_EXERCISE MATERIAL_
***

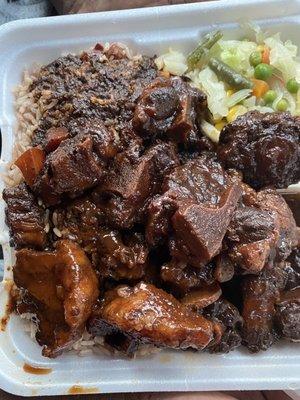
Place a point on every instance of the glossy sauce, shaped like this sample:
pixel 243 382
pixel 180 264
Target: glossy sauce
pixel 36 370
pixel 76 389
pixel 293 200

***

_GIVEN TASK_
Set out the listing above as a Markdown table with the columns Number and Line. Give one row per line, skip blank lines, and leave out the pictures.

_SOLUTION BELOW_
| Number | Line |
|---|---|
| 1 | Place a point on every instance of the glossy sauce, shaped like this sample: |
| 2 | pixel 243 382 |
| 3 | pixel 180 264 |
| 4 | Target: glossy sauce |
| 5 | pixel 36 370 |
| 6 | pixel 76 389 |
| 7 | pixel 293 200 |